__Task instructions__:
1. In the coronavirus post, why does the writer go beyond the 2.2 million estimate and try the U.S. figure of 2.8% instead? Answer in one to three sentences.
2. Go on with the coronavirus post from the point where it stops.

__Excerpted text__:
_ _ _ _ _
Continuing coronavirus happenings (Part 4)

Time to flip over the envelope and do some figgerin’…

The :us: has had ~1.13 million die, and there are 4.6m people missing from the civilian labour force, about 2.8% at this point.

The :cn: official death toll is so silly I won’t repeat it. It has been thoroughly debunked by George Calhoun (archive link to Forbes article), but the crude estimate end of 2021 was 950,000; call it 1.3m today.

I’m thinking that is low by 2 to 4 times…

The World Bank puts the Chinese labour force at 800m in 2019 (slightly higher participation rate than the U.S., but plausible). That drops by 8m to 792m in 2020, and by 0.4m in 2021. I’m not sure I believe that 2021 figure, but let’s say the same drop happened this year and 1.2% of the labour force is missing.

If we assume similar deaths to labour force impact as the U.S., then the labour force drop alone suggests the Chinese death toll is probably around 2.2m people already. The Chinese are very likely making their labour force numbers look good. If we assume the real drop is the 2.8% number from the U.S., that suggests 5.6m dead, and a 22.4m drop in labour force.
_ _ _ _ _
Data excerpts
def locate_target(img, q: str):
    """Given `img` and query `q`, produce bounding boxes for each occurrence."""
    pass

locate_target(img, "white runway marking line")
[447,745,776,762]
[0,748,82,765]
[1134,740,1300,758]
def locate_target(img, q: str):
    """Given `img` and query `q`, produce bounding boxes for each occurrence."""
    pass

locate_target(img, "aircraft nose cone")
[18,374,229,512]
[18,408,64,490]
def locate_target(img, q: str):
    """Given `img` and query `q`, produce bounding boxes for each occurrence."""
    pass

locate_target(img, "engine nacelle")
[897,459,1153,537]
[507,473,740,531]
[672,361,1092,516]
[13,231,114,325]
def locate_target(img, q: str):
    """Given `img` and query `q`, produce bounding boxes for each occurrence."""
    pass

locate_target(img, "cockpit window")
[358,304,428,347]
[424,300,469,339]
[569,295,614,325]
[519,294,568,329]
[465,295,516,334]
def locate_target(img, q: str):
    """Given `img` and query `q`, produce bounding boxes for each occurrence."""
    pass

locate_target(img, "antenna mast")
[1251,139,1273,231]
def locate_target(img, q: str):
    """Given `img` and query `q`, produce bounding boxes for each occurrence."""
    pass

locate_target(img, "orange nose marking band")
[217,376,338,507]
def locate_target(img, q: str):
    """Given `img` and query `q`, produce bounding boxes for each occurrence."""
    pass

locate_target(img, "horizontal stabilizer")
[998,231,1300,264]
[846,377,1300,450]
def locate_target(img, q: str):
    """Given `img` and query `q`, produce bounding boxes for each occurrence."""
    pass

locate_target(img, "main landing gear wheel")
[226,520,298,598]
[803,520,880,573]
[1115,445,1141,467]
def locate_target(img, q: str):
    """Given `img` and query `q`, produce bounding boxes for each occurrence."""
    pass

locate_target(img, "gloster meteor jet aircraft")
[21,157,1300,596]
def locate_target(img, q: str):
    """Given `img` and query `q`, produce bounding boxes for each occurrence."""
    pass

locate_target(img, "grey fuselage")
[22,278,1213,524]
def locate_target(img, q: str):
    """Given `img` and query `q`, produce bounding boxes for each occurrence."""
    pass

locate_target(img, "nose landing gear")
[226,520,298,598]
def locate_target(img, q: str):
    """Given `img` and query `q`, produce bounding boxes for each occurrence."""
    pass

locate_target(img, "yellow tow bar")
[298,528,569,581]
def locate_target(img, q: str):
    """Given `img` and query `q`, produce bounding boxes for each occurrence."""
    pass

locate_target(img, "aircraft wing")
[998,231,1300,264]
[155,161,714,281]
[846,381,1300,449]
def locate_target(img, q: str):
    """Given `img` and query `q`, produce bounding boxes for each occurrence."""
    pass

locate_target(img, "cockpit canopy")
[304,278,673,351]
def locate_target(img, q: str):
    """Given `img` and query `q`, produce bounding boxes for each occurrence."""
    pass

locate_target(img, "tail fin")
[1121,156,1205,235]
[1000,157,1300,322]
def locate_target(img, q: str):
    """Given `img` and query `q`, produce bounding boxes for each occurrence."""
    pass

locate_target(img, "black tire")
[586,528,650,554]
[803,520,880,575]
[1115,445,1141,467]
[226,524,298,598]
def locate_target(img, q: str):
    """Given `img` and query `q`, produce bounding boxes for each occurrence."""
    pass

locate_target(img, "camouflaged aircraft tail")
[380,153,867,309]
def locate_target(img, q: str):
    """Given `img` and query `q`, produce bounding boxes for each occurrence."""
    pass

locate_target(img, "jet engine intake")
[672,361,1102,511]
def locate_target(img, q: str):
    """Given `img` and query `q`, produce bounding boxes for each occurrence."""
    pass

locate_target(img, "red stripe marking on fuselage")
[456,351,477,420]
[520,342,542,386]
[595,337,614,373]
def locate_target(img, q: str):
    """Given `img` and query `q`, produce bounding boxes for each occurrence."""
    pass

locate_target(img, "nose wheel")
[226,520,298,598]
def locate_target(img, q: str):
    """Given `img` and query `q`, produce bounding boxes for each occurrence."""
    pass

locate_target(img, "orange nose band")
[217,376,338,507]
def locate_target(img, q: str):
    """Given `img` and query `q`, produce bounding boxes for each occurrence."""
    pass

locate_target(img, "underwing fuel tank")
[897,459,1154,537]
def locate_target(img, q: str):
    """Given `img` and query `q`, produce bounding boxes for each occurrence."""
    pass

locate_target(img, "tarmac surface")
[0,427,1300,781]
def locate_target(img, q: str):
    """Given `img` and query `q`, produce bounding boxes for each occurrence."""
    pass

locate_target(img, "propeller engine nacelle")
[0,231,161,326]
_ _ _ _ _
__Answers for the tasks__:
1. The writer believes China is very likely making its labor force numbers look good, so the reported drop, and the 2.2 million deaths derived from it, probably understate the real loss. Applying the U.S. drop of 2.8% instead points to about 5.6 million dead and a 22.4 million fall in the labor force.

2.
India seems to be missing 3.2% (World Bank) of its labour force as of end of 2021, so my using the U.S. figure for China might be generous. Estimates of 2.7m dead in India as of end of August 2021 suggest the ratio of labour force decline to deaths ratio is similar to the U.S., so I don’t feel too far out of bounds applying either to China.

All of this is very rough.

Another 2m deaths in China would be roughly another ~8m missing from the labour force.

Their economy isn’t going to come roaring back from that any time soon.

Edit: And if the real figure is even close to the 5.6m dead suggested by the labour force numbers, then another 2m dead is probably looking inevitable, and lower economic disruption like the path of least resistance.